● Directive
Rewrite the stretch from the line "Target: white door" through the end of the data, renaming "Locate" to "Find" and leaving everything else unchanged.
==*==
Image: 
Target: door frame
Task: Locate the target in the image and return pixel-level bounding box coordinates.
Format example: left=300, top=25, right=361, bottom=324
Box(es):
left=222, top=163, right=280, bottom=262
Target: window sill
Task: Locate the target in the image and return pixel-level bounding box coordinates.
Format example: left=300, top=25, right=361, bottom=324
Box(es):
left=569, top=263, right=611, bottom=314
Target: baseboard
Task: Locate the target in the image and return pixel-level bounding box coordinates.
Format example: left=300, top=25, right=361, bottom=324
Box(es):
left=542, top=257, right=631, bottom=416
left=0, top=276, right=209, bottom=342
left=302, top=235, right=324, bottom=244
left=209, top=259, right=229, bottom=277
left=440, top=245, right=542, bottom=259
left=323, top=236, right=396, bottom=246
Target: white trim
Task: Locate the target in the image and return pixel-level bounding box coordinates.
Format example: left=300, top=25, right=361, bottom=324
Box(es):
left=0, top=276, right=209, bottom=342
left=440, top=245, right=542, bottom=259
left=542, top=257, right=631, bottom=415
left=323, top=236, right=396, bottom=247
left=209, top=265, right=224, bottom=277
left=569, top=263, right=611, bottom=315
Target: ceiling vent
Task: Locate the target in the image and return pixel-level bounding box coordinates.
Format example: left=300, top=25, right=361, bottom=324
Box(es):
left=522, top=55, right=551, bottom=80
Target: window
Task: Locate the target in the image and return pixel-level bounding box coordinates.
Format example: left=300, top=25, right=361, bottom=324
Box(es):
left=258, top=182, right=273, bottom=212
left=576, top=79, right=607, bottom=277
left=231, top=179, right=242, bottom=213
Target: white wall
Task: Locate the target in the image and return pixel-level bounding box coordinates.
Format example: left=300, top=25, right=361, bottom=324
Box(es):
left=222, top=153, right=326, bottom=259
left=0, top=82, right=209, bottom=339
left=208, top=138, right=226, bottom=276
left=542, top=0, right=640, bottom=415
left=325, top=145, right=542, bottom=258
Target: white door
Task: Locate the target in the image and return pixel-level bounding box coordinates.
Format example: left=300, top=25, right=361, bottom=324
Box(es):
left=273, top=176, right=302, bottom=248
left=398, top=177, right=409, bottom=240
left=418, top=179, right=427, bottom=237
==*==
● Output of the exercise
Target: white door
Task: Find the target in the image and return pixel-level bounding box coordinates.
Format example: left=300, top=25, right=361, bottom=324
Box(es):
left=273, top=176, right=302, bottom=248
left=398, top=177, right=409, bottom=240
left=418, top=179, right=427, bottom=237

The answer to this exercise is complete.